Task requirements: Gather each line of the listing below that contains the word "snack", and copy those lines word for word.
## START Source material
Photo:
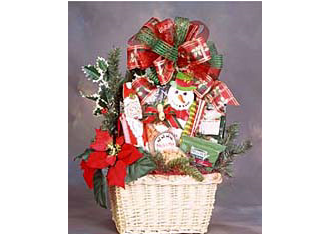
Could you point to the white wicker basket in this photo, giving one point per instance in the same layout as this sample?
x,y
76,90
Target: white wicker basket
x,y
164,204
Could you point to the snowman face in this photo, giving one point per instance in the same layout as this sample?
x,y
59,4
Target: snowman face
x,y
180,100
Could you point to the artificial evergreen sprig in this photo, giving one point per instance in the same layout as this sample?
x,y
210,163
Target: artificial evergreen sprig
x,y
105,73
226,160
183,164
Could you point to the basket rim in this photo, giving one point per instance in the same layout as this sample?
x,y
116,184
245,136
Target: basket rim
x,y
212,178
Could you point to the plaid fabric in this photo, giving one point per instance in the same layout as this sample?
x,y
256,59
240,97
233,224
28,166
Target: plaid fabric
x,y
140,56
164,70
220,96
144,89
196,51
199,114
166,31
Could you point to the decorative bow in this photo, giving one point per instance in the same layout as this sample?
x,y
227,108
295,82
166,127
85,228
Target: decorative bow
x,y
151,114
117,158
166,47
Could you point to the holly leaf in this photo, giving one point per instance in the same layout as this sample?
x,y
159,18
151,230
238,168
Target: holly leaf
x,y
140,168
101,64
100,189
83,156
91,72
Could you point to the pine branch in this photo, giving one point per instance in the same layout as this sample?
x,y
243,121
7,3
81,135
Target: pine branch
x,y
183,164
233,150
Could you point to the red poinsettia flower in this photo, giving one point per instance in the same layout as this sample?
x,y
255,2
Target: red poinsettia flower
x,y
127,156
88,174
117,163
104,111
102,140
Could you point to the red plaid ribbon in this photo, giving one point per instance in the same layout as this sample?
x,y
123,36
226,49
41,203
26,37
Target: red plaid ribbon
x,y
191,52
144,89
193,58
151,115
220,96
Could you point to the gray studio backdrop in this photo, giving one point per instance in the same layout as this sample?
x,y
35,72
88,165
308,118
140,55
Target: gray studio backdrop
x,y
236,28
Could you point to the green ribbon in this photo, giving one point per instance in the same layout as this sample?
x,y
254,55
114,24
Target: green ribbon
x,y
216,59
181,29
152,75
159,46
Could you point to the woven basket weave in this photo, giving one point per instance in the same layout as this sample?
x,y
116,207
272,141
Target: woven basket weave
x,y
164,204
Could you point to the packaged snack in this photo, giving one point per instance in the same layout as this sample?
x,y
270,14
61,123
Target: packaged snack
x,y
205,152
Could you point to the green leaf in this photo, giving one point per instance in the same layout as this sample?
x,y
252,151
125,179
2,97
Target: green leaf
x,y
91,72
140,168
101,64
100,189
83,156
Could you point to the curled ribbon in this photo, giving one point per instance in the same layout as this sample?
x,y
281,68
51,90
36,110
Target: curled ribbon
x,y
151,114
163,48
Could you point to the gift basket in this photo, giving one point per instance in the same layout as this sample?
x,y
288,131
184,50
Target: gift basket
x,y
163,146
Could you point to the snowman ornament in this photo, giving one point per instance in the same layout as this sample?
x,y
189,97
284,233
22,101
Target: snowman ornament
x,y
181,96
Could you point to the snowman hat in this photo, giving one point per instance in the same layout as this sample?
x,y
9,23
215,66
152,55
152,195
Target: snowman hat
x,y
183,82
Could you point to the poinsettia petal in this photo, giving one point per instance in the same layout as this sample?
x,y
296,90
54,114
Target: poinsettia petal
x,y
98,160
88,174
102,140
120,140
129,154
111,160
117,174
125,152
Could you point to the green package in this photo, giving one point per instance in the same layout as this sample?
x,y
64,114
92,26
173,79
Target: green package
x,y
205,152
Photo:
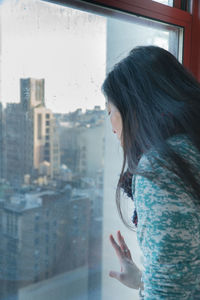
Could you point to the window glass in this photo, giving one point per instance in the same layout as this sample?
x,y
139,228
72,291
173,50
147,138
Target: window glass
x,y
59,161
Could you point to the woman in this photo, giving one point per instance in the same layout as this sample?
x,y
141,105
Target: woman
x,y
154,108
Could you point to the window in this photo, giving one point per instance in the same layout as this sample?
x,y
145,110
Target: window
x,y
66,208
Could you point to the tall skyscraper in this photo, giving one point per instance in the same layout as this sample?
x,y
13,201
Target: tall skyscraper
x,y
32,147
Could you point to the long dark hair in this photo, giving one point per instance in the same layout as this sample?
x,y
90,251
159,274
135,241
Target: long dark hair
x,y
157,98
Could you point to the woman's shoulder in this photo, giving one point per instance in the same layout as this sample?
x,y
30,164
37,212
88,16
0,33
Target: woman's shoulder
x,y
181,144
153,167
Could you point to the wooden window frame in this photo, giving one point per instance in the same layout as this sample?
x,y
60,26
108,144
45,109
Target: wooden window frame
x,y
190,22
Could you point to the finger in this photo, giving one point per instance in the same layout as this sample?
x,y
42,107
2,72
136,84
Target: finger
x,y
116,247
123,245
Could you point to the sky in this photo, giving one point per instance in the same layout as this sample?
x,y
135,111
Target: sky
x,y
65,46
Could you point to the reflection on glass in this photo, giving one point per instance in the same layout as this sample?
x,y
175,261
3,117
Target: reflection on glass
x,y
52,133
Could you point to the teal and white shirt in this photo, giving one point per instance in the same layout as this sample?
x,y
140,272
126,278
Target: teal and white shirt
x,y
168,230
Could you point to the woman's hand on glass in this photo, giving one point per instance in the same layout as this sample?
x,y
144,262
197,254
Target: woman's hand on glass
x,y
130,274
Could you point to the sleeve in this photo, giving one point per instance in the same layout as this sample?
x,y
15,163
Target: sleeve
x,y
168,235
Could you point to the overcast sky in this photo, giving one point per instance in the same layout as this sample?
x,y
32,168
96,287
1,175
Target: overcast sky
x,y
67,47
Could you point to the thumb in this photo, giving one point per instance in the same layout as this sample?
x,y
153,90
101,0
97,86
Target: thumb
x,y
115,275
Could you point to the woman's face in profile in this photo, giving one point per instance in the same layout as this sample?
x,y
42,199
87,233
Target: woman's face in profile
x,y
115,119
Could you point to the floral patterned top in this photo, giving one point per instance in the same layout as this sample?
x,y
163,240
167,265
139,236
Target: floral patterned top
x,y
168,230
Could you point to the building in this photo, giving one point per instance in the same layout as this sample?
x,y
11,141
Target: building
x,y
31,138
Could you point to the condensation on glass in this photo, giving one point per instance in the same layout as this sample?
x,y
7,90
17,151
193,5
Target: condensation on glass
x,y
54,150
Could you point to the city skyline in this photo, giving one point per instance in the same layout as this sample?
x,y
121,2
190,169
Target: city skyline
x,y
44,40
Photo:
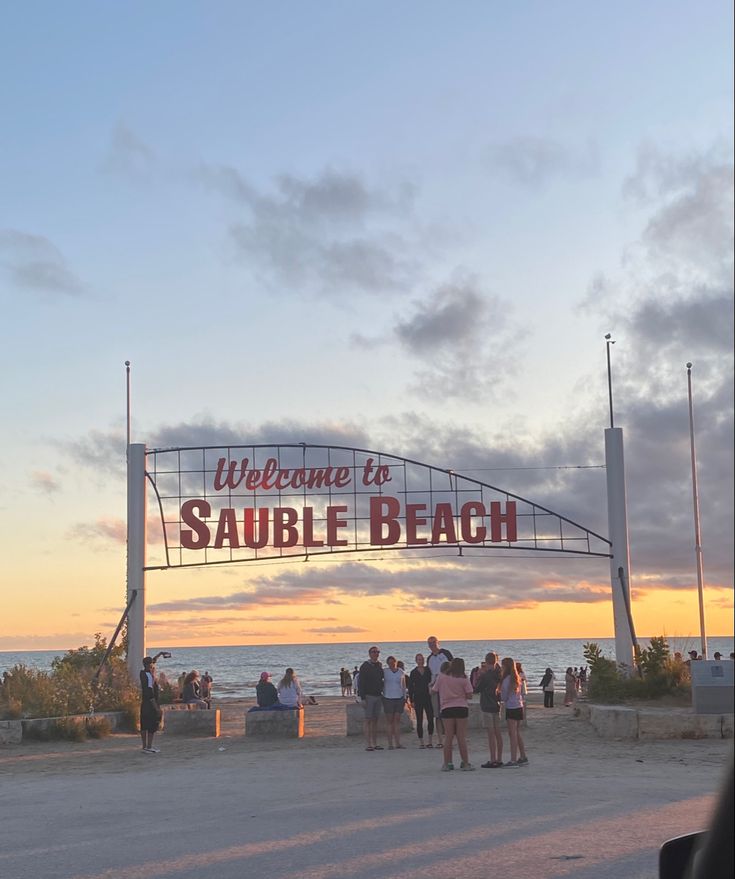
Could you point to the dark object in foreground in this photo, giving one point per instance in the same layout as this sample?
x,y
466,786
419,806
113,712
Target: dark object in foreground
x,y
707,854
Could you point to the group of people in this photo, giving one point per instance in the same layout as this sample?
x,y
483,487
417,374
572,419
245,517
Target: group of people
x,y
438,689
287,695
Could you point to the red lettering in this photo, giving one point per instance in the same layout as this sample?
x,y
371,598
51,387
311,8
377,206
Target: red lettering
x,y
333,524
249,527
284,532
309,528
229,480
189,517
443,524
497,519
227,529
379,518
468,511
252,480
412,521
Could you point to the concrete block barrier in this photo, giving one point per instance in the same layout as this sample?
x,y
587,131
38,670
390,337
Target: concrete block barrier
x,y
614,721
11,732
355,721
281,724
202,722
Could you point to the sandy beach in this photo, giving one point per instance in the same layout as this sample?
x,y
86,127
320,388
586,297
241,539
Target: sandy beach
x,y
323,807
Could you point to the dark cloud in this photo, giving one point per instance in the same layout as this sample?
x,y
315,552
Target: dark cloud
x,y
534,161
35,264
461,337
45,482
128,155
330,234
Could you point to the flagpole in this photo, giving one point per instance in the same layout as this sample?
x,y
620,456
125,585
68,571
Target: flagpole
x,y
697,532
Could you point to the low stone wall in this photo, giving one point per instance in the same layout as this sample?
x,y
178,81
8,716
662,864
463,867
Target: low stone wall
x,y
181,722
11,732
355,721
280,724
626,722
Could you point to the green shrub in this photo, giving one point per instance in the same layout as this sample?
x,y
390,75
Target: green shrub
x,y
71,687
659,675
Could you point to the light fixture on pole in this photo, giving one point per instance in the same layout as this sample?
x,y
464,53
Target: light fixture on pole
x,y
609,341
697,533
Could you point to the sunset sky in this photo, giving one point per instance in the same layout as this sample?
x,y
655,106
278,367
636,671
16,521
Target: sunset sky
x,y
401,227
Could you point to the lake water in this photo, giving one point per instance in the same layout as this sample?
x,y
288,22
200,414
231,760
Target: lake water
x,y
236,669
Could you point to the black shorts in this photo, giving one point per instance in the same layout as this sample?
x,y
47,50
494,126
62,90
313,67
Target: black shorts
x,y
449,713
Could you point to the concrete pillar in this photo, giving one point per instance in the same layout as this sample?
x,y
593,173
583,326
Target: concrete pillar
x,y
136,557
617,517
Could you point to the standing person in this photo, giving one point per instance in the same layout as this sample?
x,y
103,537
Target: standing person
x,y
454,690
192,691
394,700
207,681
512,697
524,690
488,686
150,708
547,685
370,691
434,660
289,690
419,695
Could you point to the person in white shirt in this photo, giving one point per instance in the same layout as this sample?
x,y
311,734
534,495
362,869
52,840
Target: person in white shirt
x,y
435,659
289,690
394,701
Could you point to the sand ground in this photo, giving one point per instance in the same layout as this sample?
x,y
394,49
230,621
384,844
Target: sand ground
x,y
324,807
## END Source material
## START Source material
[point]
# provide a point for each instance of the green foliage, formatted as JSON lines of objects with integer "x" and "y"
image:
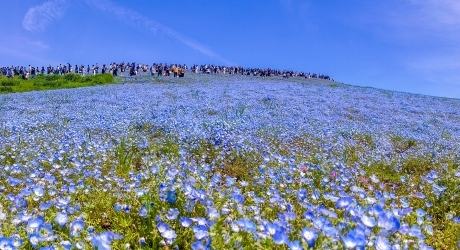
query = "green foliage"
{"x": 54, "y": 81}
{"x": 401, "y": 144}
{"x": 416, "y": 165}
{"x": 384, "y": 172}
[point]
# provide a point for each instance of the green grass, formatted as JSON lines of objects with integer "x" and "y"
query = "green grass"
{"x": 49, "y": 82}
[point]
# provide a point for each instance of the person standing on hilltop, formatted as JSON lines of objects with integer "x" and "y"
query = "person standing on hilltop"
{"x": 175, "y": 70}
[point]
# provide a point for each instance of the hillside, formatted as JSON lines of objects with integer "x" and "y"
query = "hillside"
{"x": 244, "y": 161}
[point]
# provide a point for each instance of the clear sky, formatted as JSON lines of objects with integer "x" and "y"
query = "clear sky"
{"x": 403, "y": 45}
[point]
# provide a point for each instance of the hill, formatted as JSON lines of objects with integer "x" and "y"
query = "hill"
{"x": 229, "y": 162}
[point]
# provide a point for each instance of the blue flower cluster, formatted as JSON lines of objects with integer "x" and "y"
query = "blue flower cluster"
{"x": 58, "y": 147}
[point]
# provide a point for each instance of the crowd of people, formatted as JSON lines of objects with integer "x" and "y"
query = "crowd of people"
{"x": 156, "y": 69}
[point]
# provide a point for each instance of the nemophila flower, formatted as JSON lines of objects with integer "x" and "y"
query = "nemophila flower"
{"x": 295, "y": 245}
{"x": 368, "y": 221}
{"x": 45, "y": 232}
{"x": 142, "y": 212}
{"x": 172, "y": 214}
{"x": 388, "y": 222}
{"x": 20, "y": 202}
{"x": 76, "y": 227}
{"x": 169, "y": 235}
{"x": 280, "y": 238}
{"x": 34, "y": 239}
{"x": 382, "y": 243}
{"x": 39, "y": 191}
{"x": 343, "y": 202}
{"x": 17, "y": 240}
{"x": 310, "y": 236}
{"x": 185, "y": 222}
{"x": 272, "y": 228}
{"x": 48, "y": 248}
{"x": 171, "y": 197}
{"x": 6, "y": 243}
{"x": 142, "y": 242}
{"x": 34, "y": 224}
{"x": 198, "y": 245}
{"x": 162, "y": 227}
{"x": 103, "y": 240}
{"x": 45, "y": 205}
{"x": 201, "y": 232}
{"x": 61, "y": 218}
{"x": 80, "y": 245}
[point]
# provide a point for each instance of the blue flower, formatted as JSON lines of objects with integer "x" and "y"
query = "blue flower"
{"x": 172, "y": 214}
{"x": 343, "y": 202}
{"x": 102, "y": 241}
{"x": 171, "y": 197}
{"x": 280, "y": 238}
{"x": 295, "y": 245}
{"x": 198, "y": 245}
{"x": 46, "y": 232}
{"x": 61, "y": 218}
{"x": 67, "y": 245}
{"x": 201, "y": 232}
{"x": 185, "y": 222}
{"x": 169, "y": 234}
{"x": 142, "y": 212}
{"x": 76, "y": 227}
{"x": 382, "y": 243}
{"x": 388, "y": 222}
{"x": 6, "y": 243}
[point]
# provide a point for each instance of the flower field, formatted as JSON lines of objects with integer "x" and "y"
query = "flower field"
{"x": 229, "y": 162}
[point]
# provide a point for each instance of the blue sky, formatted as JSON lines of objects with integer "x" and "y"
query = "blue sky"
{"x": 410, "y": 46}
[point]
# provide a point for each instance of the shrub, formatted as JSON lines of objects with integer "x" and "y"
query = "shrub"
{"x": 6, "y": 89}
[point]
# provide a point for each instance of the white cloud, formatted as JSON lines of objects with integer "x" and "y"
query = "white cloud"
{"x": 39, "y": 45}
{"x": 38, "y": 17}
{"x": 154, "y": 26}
## END Source material
Answer to the exercise:
Could you point to the packaged snack in this photo, giving one point per instance in the same layout as this sample?
Target: packaged snack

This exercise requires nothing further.